WHAT YOU WILL DO »
- A) Translate this sentence from the article on ASU startups into Spanish: "ASU faculty members were issued 18 patents and launched 10 startup companies."
- B) Continue the article on ASU startups and financing, picking up after its final sentence.

PROVIDED TEXT »

Entrepreneurship at ASU launches 55 companies, attracts $200M in financing


June 26, 2012

In the last decade, business startups launched by Arizona State University faculty have led to the formation of 55 companies, including 34 currently operating in Arizona, according to Arizona Technology Enterprises (AzTE), the intellectual property management arm of ASU. Additionally, companies and sub-licensees created, based on ASU technologies, have attracted more than $200 million in financing during that time.

In fiscal year 2011, 227 patent applications were filed with AzTE and 30 technology licensing agreements, including exclusive licenses and options, were completed. ASU faculty members were issued 18 patents and launched 10 startup companies. In addition, faculty submitted 170 invention disclosures to AzTE – 88 in the life sciences and 82 in the physical sciences. These inventions will provide the technology inventory for the next generation of new deals or startups. Download Full Image

“For America to be successful, we must have an economy driven by discovery and new technology,” said ASU President Michael M. Crow. “We are taking the knowledge we produce at ASU and catalyzing it into the economy. We are successfully working in ways to reach out to companies, startups, the business community and others, and for a small amount of public investment, we are leveraging very large amounts of activity into stimulating and advancing local economic activity and new economic progress in Arizona.”

AzTE is a wholly-owned subsidiary of the ASU Foundation for A New American University and is contracted by ASU to manage its technology venturing and to work with university inventors and industry to transform scientific progress into products and services.

“These are impressive numbers that are reflective of the great success AzTE and ASU entrepreneurship are having in the marketplace,” said R.F. “Rick” Shangraw Jr., CEO of the ASU Foundation and a member of the AzTE board of directors. “The results indicate, taking into account the size of ASU’s research enterprise, that ASU is one of the best performing universities in the country.”

Shangraw points to the work being done at the ASU SkySong Innovation Center in Scottsdale. The center is designed to grow the economy by launching and accelerating new companies and promoting use-inspired research in collaboration with local communities, state government and business partners. Through university programs, such as the Edson Student Entrepreneurship Initiative and Venture Catalyst, AzTE and ASU support fledgling and drawing-board companies in a variety of ways, including entrepreneurial training and education, intellectual property advice and information, marketing assistance and services, accounting guidance, office space in the SkySong business incubator, research and development assistance in the areas of gap funding, and innovation grants and more.

SUPPLIED ENTRIES »
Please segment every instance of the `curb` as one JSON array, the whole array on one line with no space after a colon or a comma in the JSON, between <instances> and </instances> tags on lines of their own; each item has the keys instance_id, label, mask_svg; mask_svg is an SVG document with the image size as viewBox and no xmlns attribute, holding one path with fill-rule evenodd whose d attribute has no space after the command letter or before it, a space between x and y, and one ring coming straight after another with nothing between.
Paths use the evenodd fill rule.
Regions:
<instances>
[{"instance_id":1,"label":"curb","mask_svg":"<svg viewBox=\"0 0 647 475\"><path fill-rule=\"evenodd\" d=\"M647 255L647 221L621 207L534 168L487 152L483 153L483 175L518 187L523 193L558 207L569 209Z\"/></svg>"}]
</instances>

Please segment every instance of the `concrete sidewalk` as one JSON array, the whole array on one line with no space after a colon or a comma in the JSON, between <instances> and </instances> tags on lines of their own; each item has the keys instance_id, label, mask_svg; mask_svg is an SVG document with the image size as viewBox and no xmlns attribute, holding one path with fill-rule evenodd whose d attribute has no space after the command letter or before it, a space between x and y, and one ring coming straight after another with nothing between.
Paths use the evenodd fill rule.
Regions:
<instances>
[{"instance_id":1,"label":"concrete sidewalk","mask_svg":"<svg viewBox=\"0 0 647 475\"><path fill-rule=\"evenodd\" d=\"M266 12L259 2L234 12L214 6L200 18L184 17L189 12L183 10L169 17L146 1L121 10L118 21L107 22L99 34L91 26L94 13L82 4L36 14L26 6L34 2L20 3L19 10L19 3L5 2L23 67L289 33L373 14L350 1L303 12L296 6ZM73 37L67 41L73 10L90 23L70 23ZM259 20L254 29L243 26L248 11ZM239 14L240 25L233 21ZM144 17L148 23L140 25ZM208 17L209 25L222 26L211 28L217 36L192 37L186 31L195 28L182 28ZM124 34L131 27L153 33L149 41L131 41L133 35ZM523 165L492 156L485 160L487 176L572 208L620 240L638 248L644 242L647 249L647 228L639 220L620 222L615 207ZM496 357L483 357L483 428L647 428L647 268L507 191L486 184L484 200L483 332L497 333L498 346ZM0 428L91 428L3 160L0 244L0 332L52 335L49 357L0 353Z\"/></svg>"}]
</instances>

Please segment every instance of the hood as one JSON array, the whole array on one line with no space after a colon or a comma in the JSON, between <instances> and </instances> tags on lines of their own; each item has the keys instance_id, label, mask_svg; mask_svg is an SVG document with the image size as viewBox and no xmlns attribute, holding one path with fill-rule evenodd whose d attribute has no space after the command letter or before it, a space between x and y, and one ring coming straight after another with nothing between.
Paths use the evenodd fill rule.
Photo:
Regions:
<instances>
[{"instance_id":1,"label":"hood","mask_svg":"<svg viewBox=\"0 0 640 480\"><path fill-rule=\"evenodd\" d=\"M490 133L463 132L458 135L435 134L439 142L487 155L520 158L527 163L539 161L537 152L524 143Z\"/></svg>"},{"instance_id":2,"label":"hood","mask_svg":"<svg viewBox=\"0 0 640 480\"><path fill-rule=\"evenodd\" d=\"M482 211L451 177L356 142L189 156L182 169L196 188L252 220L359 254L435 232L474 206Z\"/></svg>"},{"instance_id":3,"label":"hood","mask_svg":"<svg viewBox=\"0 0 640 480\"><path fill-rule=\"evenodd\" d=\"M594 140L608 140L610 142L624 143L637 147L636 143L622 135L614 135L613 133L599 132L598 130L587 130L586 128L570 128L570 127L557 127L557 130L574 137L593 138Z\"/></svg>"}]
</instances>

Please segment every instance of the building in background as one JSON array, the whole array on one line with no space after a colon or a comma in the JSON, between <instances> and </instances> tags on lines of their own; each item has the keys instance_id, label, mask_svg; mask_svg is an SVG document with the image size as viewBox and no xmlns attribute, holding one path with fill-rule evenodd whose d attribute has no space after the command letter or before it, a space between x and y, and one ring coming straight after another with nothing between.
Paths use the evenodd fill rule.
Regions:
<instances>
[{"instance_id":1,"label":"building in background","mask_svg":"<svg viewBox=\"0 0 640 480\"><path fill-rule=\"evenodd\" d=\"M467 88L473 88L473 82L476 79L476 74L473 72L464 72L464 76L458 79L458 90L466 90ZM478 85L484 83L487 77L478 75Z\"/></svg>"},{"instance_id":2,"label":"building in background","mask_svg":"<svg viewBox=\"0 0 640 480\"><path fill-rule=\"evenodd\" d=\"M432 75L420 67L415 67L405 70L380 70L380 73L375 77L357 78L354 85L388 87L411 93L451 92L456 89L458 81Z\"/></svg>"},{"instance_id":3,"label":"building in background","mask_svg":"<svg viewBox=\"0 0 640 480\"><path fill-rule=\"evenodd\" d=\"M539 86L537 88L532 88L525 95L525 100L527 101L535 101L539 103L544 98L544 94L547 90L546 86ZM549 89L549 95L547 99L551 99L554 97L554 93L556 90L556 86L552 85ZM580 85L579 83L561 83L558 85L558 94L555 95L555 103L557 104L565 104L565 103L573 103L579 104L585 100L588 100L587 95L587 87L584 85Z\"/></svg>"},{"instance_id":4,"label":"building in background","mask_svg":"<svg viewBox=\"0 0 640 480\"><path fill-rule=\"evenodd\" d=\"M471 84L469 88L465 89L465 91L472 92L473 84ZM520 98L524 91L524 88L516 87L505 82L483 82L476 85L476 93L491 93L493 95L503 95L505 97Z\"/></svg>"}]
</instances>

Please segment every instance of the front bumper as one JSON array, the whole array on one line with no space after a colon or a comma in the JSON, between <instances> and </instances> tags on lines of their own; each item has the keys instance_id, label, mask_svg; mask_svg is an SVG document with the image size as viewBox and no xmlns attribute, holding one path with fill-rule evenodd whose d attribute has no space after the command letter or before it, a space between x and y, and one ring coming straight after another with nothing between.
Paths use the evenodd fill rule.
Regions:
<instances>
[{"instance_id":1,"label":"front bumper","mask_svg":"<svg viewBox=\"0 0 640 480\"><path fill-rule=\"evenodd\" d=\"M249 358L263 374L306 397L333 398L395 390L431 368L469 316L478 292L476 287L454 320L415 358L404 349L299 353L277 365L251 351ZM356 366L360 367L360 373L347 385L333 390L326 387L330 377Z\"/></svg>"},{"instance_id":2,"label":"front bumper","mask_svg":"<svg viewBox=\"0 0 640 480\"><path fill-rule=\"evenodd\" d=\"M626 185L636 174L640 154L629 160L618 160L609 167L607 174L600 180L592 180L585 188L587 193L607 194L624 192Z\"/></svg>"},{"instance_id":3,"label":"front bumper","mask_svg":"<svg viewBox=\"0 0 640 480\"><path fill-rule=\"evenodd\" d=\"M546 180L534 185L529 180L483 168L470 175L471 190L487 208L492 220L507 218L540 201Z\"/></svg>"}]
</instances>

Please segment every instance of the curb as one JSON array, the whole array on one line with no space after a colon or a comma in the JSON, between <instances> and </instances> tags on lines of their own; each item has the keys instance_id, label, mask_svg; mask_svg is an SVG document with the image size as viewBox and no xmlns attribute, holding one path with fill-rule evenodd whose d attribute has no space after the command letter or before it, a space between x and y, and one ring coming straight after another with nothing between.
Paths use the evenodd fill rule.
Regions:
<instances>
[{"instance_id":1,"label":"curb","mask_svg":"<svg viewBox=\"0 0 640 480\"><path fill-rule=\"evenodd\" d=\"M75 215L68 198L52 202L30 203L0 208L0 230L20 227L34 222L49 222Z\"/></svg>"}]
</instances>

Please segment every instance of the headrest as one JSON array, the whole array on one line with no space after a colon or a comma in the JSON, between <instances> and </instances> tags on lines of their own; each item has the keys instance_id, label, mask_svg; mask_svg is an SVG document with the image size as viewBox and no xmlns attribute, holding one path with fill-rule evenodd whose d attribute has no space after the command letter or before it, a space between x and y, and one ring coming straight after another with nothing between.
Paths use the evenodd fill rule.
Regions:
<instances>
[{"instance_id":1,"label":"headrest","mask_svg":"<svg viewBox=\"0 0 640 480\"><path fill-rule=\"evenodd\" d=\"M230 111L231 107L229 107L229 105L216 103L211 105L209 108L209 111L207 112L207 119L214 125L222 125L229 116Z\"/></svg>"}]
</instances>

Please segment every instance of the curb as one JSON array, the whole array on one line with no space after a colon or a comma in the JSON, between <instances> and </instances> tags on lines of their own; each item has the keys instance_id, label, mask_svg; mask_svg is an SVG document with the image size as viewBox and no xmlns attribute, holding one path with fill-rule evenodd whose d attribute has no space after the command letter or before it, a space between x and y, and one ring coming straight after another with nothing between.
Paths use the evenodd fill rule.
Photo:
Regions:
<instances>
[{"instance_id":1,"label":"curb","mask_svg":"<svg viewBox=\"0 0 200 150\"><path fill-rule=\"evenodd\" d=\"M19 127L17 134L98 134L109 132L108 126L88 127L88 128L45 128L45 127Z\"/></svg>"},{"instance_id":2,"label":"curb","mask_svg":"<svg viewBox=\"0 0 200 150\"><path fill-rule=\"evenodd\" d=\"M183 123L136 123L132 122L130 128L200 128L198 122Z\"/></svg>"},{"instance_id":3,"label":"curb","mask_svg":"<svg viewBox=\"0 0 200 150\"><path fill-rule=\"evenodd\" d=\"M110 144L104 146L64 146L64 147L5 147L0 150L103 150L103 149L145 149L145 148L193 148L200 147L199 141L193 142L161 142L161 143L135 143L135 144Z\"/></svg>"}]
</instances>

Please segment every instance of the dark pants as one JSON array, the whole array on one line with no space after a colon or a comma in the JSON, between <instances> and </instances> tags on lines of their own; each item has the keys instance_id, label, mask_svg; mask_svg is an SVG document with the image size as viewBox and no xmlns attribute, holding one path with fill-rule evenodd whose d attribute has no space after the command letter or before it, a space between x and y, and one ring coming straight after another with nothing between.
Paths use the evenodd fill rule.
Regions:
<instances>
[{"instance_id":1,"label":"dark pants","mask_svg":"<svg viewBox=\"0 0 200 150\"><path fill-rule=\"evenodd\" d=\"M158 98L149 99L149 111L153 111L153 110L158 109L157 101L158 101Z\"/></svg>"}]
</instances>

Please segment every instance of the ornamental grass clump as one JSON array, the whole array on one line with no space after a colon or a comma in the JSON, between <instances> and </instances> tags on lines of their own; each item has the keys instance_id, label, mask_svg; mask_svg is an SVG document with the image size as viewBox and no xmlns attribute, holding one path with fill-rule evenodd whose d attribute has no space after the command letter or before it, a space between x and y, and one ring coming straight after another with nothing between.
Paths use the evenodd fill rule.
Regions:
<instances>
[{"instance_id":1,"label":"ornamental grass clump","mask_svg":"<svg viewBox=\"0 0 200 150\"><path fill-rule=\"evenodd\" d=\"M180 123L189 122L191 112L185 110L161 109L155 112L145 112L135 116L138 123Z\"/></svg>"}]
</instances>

IN RESPONSE »
- A) Los miembros del profesorado de ASU obtuvieron 18 patentes y crearon 10 empresas emergentes.

- B)
Just two years ago, Arizona Gov. Jan Brewer awarded ASU a $1 million grant to establish Venture Catalyst at ASU, an entrepreneurial assistance initiative to help faculty, students and companies launch new startups or accelerate existing ventures. The grant has allowed Venture Catalyst to double the number of entrepreneurs ASU can serve, change the focus from large group training to one-on-one mentoring, and help create jobs in Arizona by more quickly bringing university research to market application.

Over the past year, Venture Catalyst has received 157 inquiries from potential startups, including 44 business ideas from ASU students enrolled in entrepreneurship programs at the university. Twenty-one of the inquiries came from international prospects.

“As new technologies are developed through ASU resources and transferred from the laboratory to the marketplace, jobs are created and economic development is enhanced to the benefit of the state and local community,” said Augustine Cheng, AzTE CEO and senior vice president and managing director for the ASU Foundation. “Students and faculty have the opportunity to work with university technologies in pursuit of their entrepreneurial dreams through an extensive suite of business support services provided by ASU Venture Catalyst.”

Venture Catalyst is the next step in ASU’s evolution of assisting high-potential startups to find critical resources needed to succeed. While other universities provide training to secure federal funding for early-stage technology ventures that are considered too high-risk for private support, Venture Catalyst adds to the opportunities by providing research, writing and submission support, and making critical connections to large corporate partners. Between fiscal years 2008–2010, ASU researchers and ASU-linked companies earned more than $7 million in Small Business Innovation Research and Small Business Technology Transfer funding. In the past year alone, Venture Catalyst has worked with 45 university-related startups, 12 national and local companies, and three international companies seeking a U.S. presence through Arizona. During the same time, Venture Catalyst companies have raised more than $1.7 million in capital.

“Academic research is crucial to economic prosperity and human progress,” said Sethuraman "Panch" Panchanathan, senior vice president, ASU Office of Knowledge Enterprise Development (OKED). “But ideas, products and processes created in university labs do not migrate automatically into practical applications. Through AzTE and Venture Catalyst, we are not only accelerating the journey of innovations from laboratory to the field, but also forming partnerships that open opportunities for Arizona locally, regionally and internationally."

Among startups supported by AzTE is Fluidic Energy, an ASU spin-out created to develop nano-scale materials for energy storage, a critical and worldwide economic need. The company, with a significant presence in Scottsdale, Ariz., was launched to commercialize technology developed by Cody Friesen, a professor in ASU’s Ira A. Fulton Schools of Engineering. Fluidic is addressing technological roadblocks to clean, cost-effective and sustainable energy storage with millions of dollars in government and private venture funding since 2006.

Another success powered by AzTE is TÜV Rheinland PTL, a startup company formed in 2008 through a unique joint venture between AzTE and TÜV Rheinland, a multinational service corporation. Located in Tempe, Ariz., TÜV Rheinland PTL has a state-of-the-art, 40,000-square foot facility where clients take advantage of full testing for all photovoltaic system components including modules, inverters, concentrating optics, controllers and tracking devices. With the majority of its employees coming through ASU, the company has become a local economic development success story.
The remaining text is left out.